§ **Data listing**
=== Section Start ===
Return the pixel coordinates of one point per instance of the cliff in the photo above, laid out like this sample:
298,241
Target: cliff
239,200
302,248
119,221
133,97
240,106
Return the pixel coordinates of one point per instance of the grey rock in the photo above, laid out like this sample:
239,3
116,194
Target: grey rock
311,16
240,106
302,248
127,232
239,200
=== Section End ===
=== Section Start ===
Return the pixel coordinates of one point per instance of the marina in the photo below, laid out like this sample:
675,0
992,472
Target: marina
=== Section End ===
=== Section Start ===
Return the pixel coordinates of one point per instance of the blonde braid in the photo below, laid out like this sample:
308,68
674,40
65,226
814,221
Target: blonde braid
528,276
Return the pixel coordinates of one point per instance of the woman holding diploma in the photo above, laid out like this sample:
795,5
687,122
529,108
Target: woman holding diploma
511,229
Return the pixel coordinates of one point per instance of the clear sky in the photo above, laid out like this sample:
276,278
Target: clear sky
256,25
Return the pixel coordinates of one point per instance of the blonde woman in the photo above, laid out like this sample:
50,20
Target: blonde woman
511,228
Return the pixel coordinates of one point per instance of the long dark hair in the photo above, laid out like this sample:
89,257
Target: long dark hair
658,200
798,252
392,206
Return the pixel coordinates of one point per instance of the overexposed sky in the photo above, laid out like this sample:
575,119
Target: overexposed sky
=== Section End ===
§ **Try it**
Go through the data, and copy each line in which the word "below" appears.

§ **Solution to this task**
Return the pixel coordinates of one point per instance of the marina in the photo below, laid out like this sample:
Return the pixel coordinates of one point per instance of the blonde braid in the photo below, laid out like this sample:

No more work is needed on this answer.